Databricks Community

mattstyl-ff · ‎09-12-2025

Hello,

I am trying to use pipelines in Databricks to ingest data from an external location to the datalake using AutoLoader, and I am facing this issue. I have noticed other posts with similar errors, but in those posts, the error was related to the destination table already being registered as managed.

In my case, it appears that the error is related to the event log table associated with the AutoLoader. I tried re-creating the pipeline but it didn't help. Any idea how to resolve this?

Error:

AnalysisException: Traceback (most recent call last):
File "/Users/name.surname@domain.se/.bundle/Testproject_2/dev/files/src/notebook", cell 4, line 11
      2 csv_file_path = "abfss://storage-dm-int-container@devdomaindmdbxint01.dfs.core.windows.net/dummy.csv"
      3 schema_location = "abfss://storage-dm-int-container@devdomaindmdbxint01.dfs.core.windows.net/_schema8/"
      4 df = (
      5     session.readStream
      6     .format("cloudFiles")
      7     .option("cloudFiles.format", "csv")
      8     .option("header", "true")
      9     .option("inferSchema", "true")
     10     .option("cloudFiles.schemaLocation", schema_location)
---> 11     .load(csv_file_path)
     12 )

AnalysisException: [RequestId=3ef8b745-48dc-4ae1-b2f6-9afaaf442c3b ErrorClass=INVALID_PARAMETER_VALUE.LOCATION_OVERLAP] Input path url 'abfss://unity-catalog-storage@devdomaindatalakesc01.dfs.core.windows.net/dev-data-domain/__unitystorage/catalogs/cf3123b2-b661-48d9-9baa-a0b0214d5a29/tables/3775a194-3db0-48a6-8c0e-cce43c26c9e7/_dlt_metadata/_autoloader' overlaps with managed storage within 'CheckPathAccess' call. .

Relevant code:

from pyspark.sql.functions import *
csv_file_path = "abfss://storage-dm-int-container@devdomaindmdbxint01.dfs.core.windows.net/dummy.csv"
schema_location = "abfss://storage-dm-int-container@devdomaindmdbxint01.dfs.core.windows.net/_schema8/"
df = (
    session.readStream
    .format("cloudFiles")
    .option("cloudFiles.format", "csv")
    .option("header", "true")
    .option("inferSchema", "true")
    .option("cloudFiles.schemaLocation", schema_location)
    .load(csv_file_path)
)

checkpoint_path = "/Volumes/dev-data-domain/bronze/test/_checkpoint5"

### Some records
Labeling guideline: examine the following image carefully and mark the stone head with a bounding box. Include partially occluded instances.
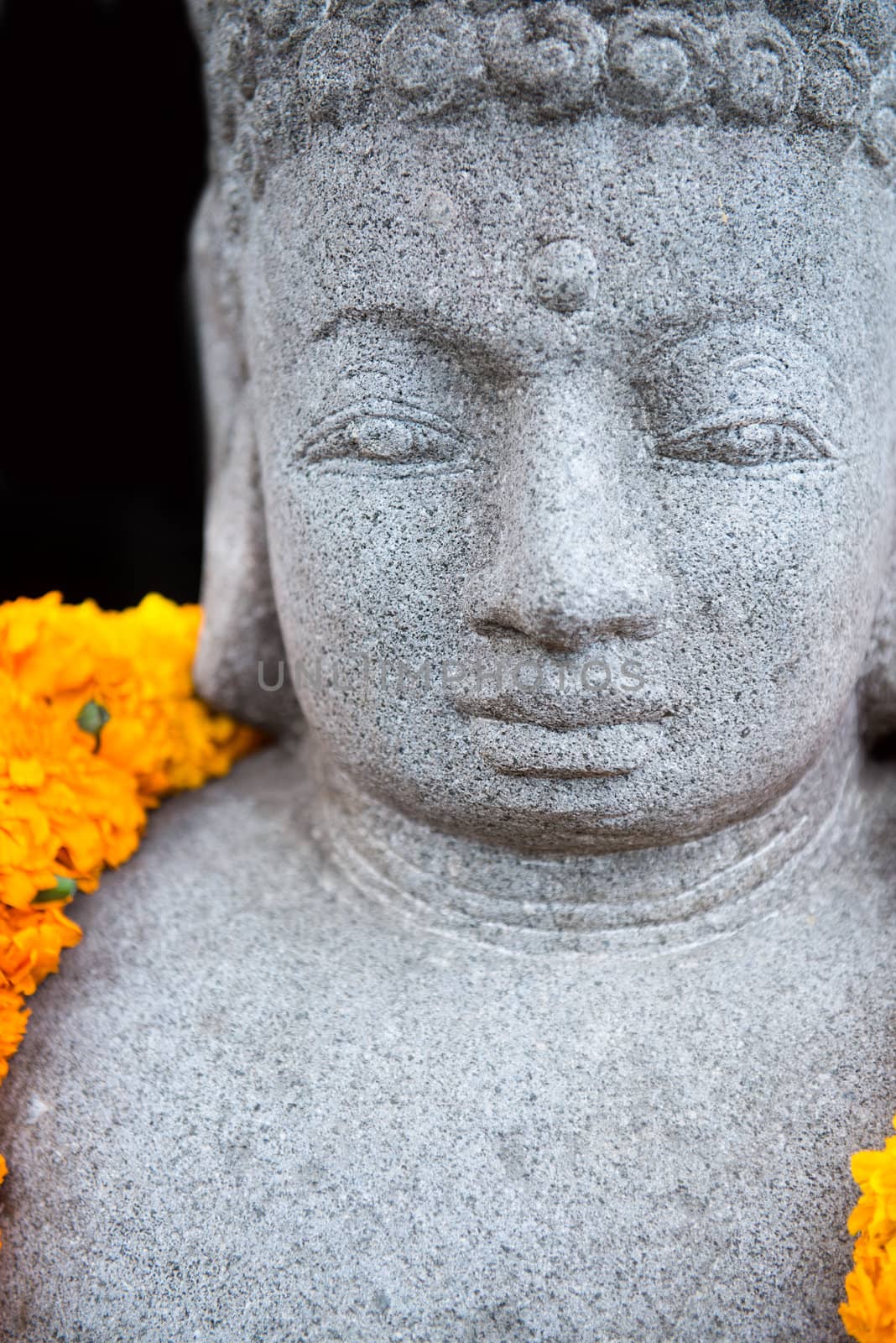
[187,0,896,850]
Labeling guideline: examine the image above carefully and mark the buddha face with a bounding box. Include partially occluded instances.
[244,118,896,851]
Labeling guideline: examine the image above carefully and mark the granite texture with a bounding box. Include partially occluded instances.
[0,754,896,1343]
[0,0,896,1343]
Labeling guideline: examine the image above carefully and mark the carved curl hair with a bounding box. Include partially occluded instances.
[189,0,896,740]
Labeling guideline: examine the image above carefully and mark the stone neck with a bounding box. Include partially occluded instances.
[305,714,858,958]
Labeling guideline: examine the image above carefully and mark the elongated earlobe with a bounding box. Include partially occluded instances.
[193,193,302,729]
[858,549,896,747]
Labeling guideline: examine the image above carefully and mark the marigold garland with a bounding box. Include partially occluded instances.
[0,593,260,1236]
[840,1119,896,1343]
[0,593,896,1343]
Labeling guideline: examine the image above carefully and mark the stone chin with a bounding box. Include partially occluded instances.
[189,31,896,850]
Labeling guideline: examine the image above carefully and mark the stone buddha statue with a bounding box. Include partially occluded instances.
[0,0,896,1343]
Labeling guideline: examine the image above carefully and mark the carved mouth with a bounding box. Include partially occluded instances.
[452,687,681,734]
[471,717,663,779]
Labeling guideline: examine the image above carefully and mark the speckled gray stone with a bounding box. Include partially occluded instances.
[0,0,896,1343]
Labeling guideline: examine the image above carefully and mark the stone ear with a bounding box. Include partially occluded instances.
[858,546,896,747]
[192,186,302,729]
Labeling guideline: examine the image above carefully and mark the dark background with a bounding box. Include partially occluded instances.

### Given problem
Please echo the part of the Databricks AutoLoader forum post that opens with the words containing "I am trying" and closes with "registered as managed.". These records have no connection to the forum post.

### Completed task
I am trying to use pipelines in Databricks to ingest data from an external location to the datalake using AutoLoader, and I am facing this issue. I have noticed other posts with similar errors, but in those posts, the error was related to the destination table already being registered as managed.